* **Extracted text**
Feature

# Neutrino Detectors for National Security

Physics 13, 36
Detecting neutrinos offers a new way to monitor the potential bomb materials inside a nuclear reactor, but the technology’s practicality remains uncertain.

Nuclear reactors pose a dilemma. They provide carbon-free power and currently generate 14% of the world’s electricity, but many also produce plutonium, an essential component of some nuclear bombs. Physicists have recently demonstrated neutrino detectors that can continuously watch for the removal of plutonium, and a paper published today in Reviews of Modern Physics (RMP) outlines the state of play for the technology, including its limitations [1].

“Neutrinos are never the easiest solution to a problem,” says Patrick Huber, a physicist at Virginia Tech in Blacksburg, who has spent his career studying the particles and who coauthored the paper in RMP [1]. “You would only use them in a context where other solutions don’t work.” But there are countries, like Iran and North Korea, where the options for monitoring are limited.

Nuclear reactors produce a slew of neutrinos (actually antineutrinos, but the distinction only matters when discussing the details of nuclear reactions). While working on fundamental physics experiments over the last two decades, physicists have also been developing the theory and technology needed to make neutrino detectors that can monitor reactors. Now that these systems exist, there are practical challenges to their use. For example, the current generation of detectors, nearly all of which weigh upwards of a ton, have to be placed within tens of meters of a reactor’s core—inside a facility’s fence.

##### Beyond a Nuclear Security Tool

Despite these limitations, researchers are confident that the technology will find use as a nuclear safeguard. Making that step will require both finding the right scenario and updating current nuclear safeguarding protocols, which Goldblum sees as the biggest hurdle. “We have the capability right now to build a full-scale mobile system,” she says. For such a detector to be adopted “really comes down to the IAEA seeing value in the system and then the host country accepting this kind of monitoring.”

Those hurdles, Huber thinks, could be overcome for countries such as North Korea, where there is a lack of trust, and the stakes are high. “In this context, the cost of a detector wouldn’t be prohibitive,” he says. Glaser agrees. If concerns arise that the IAEA might be denied access to a reactor, then “a neutrino detector could suddenly become this magic piece of equipment that does something important,” he says. But not everyone is convinced that those conditions would warrant a detector’s hefty price tag.

* **What you need to do**
a – Copy out the passage of the neutrino detectors article that begins with the words containing "Physics 13, 36" and ends with "its limitations [1].".
b – Write the next part of the article on neutrino detectors for national security, picking up after its final sentence.
The records that come next have no connection to the article on neutrino detectors.

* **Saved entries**
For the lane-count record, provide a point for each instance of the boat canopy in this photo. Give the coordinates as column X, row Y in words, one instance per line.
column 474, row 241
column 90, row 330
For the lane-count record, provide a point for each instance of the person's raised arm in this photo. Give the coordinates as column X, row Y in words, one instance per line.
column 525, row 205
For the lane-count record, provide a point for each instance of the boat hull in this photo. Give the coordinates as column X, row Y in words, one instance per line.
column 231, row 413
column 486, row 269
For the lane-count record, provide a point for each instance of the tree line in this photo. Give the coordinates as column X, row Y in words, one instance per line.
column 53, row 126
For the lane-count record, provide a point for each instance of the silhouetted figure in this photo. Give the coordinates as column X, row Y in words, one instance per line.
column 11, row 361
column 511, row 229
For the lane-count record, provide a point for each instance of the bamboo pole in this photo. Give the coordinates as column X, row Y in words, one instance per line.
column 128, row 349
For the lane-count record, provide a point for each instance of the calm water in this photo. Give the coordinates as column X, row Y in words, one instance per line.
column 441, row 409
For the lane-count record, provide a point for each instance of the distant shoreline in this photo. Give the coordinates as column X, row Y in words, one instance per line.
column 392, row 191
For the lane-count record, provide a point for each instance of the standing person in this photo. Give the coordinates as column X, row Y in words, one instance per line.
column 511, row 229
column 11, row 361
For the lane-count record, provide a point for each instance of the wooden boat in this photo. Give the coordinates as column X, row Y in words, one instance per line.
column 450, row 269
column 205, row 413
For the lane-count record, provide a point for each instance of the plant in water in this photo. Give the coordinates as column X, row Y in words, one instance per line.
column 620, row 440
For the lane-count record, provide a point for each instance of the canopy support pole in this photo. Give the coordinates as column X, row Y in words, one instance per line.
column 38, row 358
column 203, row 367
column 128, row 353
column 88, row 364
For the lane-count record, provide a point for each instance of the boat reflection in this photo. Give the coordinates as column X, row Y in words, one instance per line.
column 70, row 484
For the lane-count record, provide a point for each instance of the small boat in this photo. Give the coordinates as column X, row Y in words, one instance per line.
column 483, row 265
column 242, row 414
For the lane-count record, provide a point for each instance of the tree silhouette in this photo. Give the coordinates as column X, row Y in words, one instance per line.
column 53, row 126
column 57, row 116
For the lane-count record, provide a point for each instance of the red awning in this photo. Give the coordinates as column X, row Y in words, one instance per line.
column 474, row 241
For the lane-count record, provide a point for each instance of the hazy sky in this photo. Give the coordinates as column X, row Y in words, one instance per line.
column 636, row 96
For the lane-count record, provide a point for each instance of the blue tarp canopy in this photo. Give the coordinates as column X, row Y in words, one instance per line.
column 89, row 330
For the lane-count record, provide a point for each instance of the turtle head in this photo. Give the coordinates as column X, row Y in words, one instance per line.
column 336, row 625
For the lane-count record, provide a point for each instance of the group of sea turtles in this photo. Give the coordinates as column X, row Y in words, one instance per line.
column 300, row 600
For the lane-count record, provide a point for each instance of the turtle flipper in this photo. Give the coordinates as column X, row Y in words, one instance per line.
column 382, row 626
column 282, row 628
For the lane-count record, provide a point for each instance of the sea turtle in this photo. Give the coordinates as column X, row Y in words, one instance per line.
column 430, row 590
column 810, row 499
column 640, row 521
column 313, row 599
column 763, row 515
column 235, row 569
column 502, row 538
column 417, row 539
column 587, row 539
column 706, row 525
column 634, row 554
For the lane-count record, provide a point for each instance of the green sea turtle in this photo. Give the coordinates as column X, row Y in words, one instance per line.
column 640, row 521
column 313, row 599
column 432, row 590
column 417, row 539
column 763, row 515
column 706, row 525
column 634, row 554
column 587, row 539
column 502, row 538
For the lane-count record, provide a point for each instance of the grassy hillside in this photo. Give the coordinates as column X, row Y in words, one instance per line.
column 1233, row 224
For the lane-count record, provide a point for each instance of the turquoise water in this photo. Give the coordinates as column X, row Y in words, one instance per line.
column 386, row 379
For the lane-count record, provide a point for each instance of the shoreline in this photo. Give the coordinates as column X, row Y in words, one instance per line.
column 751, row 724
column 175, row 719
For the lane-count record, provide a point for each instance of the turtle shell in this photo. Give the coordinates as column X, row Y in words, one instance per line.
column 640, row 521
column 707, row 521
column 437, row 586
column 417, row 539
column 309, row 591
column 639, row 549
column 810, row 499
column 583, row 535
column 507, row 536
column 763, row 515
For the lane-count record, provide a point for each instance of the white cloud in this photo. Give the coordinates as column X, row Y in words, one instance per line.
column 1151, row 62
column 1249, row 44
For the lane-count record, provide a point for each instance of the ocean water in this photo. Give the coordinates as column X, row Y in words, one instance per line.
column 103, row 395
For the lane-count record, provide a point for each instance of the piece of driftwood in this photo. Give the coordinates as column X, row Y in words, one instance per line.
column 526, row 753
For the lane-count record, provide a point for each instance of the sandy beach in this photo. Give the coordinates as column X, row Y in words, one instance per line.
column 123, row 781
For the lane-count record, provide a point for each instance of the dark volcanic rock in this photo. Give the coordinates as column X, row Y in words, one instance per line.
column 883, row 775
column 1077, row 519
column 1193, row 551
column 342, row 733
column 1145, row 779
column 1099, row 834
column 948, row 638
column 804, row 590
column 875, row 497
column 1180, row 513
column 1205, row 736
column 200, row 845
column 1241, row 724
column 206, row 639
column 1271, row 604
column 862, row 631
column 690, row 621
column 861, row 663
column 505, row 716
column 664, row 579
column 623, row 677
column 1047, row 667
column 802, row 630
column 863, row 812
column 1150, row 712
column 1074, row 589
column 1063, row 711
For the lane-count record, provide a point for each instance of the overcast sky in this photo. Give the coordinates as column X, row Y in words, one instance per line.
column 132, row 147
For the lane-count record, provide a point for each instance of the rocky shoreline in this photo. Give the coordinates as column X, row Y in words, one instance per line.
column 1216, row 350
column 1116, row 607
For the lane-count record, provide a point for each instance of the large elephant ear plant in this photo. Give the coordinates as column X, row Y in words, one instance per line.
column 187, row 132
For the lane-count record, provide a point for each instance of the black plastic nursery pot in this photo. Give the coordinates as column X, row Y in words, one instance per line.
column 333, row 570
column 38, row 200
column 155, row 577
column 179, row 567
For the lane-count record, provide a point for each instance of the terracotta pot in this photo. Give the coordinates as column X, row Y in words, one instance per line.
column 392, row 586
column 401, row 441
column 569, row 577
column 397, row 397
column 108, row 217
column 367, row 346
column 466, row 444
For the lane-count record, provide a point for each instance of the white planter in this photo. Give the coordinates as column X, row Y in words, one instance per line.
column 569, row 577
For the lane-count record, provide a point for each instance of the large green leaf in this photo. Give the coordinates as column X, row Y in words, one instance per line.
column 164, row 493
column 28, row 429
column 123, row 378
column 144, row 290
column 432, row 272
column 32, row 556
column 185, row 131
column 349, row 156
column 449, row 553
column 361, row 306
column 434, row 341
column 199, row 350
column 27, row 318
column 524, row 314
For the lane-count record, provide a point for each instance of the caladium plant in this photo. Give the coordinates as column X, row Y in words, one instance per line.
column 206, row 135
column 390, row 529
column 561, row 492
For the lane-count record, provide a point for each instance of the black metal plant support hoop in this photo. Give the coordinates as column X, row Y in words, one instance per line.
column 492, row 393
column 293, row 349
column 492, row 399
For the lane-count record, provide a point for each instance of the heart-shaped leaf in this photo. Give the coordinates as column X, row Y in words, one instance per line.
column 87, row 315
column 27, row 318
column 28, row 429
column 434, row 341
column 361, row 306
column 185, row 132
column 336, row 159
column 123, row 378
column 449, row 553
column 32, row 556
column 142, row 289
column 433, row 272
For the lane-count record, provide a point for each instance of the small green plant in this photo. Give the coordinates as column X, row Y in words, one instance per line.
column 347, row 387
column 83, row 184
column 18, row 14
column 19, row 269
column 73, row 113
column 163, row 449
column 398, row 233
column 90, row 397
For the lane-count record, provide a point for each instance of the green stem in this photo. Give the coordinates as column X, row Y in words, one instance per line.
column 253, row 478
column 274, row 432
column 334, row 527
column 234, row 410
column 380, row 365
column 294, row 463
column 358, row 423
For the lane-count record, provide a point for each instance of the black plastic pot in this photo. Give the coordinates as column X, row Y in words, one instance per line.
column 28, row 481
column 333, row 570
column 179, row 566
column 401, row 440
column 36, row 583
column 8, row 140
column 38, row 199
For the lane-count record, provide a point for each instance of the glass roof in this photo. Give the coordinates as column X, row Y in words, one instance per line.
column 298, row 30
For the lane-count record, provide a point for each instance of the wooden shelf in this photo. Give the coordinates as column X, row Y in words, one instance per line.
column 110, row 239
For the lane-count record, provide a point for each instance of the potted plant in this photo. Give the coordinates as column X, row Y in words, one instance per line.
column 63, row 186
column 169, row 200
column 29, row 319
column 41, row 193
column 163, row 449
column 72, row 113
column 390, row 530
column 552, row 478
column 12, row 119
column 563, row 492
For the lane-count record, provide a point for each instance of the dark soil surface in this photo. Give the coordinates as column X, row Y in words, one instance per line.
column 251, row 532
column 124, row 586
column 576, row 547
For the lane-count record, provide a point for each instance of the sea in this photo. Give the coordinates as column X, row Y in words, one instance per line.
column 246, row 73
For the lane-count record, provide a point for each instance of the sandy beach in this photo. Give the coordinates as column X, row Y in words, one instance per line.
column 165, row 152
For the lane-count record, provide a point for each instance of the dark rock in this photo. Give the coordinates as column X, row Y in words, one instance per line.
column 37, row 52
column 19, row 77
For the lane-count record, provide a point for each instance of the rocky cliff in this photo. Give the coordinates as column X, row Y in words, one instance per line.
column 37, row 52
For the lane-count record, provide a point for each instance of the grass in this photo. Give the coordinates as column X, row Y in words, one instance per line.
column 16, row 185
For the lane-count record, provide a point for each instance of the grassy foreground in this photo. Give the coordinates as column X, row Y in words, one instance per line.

* **Set of answers**
a –
Physics 13, 36
Detecting neutrinos offers a new way to monitor the potential bomb materials inside a nuclear reactor, but the technology’s practicality remains uncertain.

Nuclear reactors pose a dilemma. They provide carbon-free power and currently generate 14% of the world’s electricity, but many also produce plutonium, an essential component of some nuclear bombs. Physicists have recently demonstrated neutrino detectors that can continuously watch for the removal of plutonium, and a paper published today in Reviews of Modern Physics (RMP) outlines the state of play for the technology, including its limitations [1].

b –
“The cost of [building] many detectors is just so high that it’s not practical within a real-world context,” Carr says. Carr thinks implementation of these detectors will only happen if they find a role beyond that of a monitoring tool. “If [physicists] can come up with some value added, like the ability to reemploy weapons scientists, that maybe makes neutrino detectors a bit more practical,” she says. Giving scientists at North Korean nuclear facilities a tool to probe neutrino oscillations could shift their focus from weapons development to scientific discovery and also provide a connection to the scientific community. “It’s a stretch,” she says. But such a scenario could be more likely if the North Korean political situation improves.

Jonathon Coleman, a nuclear physicist at Liverpool University, UK, who helped build VIDARR, is more positive about the tool’s uptake, envisioning a future where neutrino detectors are stationed at every reactor around the world. And Littlejohn, who was involved in PROSPECT, thinks that the devices could find use at new reactors that are cooled with opaque liquids such as molten sodium, rather than water. These liquids block a security camera’s view of the fuel rods. Traditional temperature sensors and flow meters—used to measure reactor power—have the problem that their metal components quickly corrode. “You either have to create brand new monitors that work in liquid sodium, or you could use an antineutrino detector,” Littlejohn says. “It doesn’t need to be a tool exclusively for nuclear security.”

–Katherine Wright

Katherine Wright is a Senior Editor for Physics.

Correction (16 March 2020): The article was corrected to clarify the details of the process by which antineutrinos are detected. The figure illustrating the detection was also updated.

## References

1. A. Bernstein et al., “Colloquium: Neutrino detectors as tools for nuclear security,” Rev. Mod. Phys. 92, 011003 (2020).